## WHAT TO WORK ON
Transcribe exactly the lines that fall between the one holding "[1157, 686]" and the one holding "[1058, 613]", inclusive, from the entries below.

···

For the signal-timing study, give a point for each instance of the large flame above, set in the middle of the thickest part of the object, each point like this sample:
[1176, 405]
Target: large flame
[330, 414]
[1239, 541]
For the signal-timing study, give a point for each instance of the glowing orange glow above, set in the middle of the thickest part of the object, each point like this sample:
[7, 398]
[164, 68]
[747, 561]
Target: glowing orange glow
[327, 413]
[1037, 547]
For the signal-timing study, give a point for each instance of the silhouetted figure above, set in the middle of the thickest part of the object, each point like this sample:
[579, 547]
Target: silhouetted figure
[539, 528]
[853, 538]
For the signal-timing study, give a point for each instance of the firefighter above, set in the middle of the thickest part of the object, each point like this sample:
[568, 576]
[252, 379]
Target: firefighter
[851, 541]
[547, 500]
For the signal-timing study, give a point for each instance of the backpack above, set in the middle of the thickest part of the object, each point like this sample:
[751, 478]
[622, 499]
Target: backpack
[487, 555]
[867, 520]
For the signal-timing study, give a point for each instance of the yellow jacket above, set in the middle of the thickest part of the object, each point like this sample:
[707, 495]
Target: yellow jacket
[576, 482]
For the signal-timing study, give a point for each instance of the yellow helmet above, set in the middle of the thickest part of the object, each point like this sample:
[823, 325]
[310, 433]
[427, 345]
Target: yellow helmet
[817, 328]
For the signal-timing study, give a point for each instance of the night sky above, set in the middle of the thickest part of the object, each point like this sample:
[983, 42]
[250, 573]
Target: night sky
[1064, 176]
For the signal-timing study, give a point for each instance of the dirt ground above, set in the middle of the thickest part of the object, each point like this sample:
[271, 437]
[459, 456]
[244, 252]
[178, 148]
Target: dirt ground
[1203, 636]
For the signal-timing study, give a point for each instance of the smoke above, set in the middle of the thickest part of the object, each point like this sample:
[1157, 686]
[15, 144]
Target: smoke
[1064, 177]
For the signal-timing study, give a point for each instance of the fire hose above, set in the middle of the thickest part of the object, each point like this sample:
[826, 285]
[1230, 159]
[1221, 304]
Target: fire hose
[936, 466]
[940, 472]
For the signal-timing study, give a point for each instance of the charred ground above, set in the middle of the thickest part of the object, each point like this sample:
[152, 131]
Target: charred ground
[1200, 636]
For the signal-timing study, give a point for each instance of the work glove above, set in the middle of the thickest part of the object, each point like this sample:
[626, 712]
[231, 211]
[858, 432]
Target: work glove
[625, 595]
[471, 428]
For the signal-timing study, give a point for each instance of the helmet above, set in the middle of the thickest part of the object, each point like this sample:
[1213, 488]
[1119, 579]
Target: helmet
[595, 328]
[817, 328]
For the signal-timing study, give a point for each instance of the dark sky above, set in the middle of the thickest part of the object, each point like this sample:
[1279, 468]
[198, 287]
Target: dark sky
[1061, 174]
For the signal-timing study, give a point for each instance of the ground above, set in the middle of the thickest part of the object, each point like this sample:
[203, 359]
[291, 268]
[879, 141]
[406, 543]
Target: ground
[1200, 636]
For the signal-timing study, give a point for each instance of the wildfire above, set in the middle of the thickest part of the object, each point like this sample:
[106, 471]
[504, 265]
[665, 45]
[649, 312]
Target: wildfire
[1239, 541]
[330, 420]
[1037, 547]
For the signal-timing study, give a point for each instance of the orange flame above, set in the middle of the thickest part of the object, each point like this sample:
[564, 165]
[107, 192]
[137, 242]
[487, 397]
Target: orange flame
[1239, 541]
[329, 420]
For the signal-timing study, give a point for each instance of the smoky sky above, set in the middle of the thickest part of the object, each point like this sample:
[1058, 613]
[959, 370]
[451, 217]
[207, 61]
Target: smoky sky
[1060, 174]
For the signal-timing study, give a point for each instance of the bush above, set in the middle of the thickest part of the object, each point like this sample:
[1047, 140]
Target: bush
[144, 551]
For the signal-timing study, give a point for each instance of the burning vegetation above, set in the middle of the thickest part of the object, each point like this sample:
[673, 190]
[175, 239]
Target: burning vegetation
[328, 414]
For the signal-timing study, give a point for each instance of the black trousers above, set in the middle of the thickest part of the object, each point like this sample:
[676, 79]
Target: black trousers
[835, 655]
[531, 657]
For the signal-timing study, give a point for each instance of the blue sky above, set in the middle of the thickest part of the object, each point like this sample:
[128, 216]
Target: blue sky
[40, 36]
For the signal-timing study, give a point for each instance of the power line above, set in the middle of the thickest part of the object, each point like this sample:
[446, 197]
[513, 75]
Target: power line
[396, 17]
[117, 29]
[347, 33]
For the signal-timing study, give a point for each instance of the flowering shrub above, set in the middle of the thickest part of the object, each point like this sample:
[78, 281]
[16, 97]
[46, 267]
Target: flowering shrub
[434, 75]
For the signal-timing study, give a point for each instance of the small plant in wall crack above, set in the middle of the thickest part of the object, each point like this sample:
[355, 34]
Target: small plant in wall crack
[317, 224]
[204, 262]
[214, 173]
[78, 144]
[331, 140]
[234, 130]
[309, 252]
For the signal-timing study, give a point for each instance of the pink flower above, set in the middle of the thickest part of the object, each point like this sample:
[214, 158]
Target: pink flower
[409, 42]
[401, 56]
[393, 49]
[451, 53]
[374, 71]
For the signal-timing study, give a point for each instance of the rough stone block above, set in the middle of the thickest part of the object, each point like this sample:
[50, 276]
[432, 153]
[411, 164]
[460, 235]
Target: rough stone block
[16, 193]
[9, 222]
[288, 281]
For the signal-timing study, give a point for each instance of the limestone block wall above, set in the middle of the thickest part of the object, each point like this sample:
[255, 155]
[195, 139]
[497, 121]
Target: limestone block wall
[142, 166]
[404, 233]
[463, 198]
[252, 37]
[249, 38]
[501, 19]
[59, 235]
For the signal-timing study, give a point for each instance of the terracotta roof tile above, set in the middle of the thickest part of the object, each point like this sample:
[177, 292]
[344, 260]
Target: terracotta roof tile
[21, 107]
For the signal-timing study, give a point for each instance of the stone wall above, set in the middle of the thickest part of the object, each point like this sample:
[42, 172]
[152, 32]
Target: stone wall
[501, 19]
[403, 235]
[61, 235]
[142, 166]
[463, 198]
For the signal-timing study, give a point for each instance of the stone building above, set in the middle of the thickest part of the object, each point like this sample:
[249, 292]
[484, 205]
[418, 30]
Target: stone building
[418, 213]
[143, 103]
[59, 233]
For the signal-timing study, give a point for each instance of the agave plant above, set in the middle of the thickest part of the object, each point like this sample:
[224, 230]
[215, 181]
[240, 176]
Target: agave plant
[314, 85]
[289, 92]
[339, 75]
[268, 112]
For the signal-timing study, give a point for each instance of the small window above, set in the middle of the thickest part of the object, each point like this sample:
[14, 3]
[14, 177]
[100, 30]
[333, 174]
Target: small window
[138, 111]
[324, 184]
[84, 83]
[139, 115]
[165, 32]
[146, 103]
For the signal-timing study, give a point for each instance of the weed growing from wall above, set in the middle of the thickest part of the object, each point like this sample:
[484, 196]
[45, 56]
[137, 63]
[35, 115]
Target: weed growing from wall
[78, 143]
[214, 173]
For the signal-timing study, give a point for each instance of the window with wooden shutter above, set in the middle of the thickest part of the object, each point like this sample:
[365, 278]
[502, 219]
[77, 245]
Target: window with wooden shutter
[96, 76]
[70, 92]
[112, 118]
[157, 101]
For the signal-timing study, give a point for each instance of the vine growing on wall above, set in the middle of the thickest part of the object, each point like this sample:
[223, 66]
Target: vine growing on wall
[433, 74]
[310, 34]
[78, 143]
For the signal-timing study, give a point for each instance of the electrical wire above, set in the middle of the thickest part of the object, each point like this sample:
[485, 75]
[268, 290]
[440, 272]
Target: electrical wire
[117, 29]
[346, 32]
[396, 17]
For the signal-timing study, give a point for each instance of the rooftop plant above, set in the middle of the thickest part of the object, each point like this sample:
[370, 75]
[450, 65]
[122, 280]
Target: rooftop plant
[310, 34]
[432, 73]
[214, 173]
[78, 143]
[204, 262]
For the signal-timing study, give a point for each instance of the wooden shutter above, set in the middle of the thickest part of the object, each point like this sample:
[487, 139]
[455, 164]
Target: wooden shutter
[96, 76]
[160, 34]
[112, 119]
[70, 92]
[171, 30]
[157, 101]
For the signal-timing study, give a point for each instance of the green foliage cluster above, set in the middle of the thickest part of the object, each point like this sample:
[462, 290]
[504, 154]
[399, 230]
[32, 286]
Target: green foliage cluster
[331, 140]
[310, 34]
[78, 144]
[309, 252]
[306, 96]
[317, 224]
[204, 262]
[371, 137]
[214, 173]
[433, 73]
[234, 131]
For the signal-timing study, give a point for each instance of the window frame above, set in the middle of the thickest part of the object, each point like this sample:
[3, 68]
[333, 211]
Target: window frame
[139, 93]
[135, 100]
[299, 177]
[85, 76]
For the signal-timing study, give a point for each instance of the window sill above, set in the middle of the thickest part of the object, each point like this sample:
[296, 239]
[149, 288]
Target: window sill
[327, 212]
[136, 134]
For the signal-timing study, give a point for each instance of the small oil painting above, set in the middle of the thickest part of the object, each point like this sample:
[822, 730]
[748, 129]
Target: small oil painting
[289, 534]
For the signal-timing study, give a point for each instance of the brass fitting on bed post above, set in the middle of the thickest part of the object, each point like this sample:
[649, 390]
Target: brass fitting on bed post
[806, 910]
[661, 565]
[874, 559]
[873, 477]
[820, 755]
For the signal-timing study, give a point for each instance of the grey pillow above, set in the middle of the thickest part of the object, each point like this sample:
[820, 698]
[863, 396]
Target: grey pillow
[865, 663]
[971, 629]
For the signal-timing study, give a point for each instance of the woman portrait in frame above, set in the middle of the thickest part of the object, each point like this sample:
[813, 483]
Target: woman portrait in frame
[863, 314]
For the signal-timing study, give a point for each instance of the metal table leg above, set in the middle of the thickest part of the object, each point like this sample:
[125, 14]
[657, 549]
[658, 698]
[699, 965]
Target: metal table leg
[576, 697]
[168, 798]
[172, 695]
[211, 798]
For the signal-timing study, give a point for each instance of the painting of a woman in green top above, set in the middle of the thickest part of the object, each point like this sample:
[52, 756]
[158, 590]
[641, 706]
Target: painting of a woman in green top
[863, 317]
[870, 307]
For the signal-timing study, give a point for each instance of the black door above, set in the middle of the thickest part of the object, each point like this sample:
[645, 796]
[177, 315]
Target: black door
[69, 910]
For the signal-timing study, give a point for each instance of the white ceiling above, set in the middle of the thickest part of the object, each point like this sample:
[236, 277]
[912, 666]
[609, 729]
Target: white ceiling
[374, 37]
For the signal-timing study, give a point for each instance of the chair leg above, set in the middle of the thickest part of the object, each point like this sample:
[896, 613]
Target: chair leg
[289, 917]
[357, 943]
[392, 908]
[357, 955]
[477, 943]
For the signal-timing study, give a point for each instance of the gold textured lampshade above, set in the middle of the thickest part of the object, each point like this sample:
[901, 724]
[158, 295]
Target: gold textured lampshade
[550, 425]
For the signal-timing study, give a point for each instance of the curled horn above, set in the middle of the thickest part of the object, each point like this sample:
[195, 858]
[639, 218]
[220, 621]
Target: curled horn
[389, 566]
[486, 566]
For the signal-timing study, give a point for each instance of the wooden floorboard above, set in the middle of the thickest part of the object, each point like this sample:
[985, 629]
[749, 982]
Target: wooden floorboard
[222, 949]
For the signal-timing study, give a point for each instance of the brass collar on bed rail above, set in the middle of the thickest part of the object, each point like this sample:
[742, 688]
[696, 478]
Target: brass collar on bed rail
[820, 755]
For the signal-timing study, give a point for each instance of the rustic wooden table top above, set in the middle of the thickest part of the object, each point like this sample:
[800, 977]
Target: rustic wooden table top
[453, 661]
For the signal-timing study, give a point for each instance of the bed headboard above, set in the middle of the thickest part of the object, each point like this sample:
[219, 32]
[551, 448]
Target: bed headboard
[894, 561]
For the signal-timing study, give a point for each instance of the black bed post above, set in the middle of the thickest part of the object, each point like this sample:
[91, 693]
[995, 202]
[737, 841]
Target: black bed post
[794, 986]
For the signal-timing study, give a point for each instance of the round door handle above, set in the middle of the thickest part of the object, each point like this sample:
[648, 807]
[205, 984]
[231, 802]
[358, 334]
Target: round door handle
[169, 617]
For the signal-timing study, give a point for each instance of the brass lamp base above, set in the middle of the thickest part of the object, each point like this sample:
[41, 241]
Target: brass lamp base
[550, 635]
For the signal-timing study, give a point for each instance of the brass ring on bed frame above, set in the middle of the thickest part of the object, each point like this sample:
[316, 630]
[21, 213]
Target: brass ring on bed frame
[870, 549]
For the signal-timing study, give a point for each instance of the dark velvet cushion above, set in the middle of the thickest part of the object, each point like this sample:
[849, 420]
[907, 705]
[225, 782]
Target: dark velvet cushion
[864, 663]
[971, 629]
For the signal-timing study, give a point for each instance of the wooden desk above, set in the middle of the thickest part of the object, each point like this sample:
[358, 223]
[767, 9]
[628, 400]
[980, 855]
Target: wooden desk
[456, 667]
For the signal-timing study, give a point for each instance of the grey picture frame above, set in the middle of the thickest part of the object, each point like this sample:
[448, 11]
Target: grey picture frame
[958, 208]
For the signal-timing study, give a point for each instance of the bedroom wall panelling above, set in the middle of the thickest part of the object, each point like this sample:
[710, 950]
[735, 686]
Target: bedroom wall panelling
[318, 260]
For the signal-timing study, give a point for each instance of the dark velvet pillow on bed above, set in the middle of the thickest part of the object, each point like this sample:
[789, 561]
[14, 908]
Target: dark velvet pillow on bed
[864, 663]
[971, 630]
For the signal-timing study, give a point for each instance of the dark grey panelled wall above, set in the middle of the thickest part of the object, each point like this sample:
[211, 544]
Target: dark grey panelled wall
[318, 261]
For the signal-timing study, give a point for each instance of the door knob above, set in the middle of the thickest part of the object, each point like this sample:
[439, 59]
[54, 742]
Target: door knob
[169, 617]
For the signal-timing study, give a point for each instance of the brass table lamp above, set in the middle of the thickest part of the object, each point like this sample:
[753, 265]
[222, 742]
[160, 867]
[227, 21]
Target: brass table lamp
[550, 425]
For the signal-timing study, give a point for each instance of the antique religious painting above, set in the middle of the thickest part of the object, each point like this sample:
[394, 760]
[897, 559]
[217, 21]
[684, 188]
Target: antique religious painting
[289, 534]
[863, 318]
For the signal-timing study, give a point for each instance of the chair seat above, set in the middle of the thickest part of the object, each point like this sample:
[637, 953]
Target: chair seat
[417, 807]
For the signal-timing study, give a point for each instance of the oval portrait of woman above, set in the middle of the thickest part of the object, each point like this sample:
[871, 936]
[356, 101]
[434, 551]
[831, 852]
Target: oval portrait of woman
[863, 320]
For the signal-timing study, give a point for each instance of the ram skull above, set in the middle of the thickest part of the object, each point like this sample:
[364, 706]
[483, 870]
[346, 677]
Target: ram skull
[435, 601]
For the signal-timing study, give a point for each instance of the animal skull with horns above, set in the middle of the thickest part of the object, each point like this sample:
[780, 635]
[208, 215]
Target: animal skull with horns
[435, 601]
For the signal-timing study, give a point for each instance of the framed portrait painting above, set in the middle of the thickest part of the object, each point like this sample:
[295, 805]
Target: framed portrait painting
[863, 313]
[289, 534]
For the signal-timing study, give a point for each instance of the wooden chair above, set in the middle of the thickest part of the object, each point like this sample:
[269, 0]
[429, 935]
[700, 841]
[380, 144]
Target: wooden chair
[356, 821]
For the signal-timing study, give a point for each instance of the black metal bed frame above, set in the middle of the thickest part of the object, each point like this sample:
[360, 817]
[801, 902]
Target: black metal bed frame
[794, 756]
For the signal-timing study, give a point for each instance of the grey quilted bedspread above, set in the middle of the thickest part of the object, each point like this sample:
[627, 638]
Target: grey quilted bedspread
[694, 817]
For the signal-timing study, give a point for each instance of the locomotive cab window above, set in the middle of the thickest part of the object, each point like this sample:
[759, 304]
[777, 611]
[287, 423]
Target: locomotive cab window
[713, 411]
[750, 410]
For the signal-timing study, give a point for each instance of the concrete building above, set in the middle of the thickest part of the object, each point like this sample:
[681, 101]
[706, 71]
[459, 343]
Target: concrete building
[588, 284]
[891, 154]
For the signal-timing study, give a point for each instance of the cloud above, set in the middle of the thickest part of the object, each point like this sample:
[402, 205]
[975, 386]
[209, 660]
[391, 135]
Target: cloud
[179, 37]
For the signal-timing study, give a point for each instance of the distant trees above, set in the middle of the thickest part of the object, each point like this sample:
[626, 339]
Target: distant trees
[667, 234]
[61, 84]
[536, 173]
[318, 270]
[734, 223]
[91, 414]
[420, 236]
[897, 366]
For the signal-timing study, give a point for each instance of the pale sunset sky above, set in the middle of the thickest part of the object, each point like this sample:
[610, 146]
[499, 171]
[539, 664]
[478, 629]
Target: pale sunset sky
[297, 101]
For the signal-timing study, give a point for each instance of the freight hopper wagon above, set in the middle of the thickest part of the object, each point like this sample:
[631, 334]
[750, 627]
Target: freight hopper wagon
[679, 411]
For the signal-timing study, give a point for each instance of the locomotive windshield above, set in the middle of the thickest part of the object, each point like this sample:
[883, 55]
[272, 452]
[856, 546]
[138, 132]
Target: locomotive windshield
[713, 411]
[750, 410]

···

## ANSWER TO THIS EXERCISE
[1157, 686]
[15, 144]
Target: smoke
[1064, 177]
For the signal-timing study, give a point for each instance of the fire hose above, set in the middle of the thickest part of the object, each point like this sample:
[826, 285]
[1230, 159]
[1221, 304]
Target: fire hose
[936, 466]
[940, 472]
For the signal-timing study, give a point for each instance of the charred ground above, set in the middle of the thickest part of the object, each point like this sample:
[152, 131]
Target: charred ground
[1200, 636]
For the signal-timing study, give a point for each instance of the work glove above, set in the middle of the thickest part of the object, each point like this sample:
[626, 712]
[231, 211]
[858, 432]
Target: work glove
[625, 595]
[471, 428]
For the signal-timing study, give a point for each instance of the helmet above, set in the middle of the thickest part of the object, each point like this sample:
[1213, 488]
[1119, 579]
Target: helmet
[595, 328]
[817, 328]
For the signal-timing study, give a point for each instance of the dark sky above, set in the middle of the thickest part of the object, each point like this sample:
[1279, 468]
[198, 287]
Target: dark sky
[1061, 174]
For the signal-timing study, give a point for each instance of the ground above, set in the middle of the thickest part of the object, each point like this sample:
[203, 359]
[291, 268]
[879, 141]
[406, 543]
Target: ground
[1200, 636]
For the signal-timing study, give a point for each instance of the wildfire above, set in the middle of the thickest part of the object, each point like this sample:
[106, 471]
[504, 265]
[665, 45]
[649, 312]
Target: wildfire
[1239, 541]
[330, 420]
[1037, 547]
For the signal-timing study, give a point for each instance of the orange flame above, set in the middle of the thickest part of the object, each point like this sample:
[564, 165]
[107, 192]
[137, 242]
[487, 397]
Target: orange flame
[1239, 541]
[329, 420]
For the signal-timing study, give a point for each instance of the smoky sky above, set in the middle of the thickest part of the object, each point like this sample:
[1058, 613]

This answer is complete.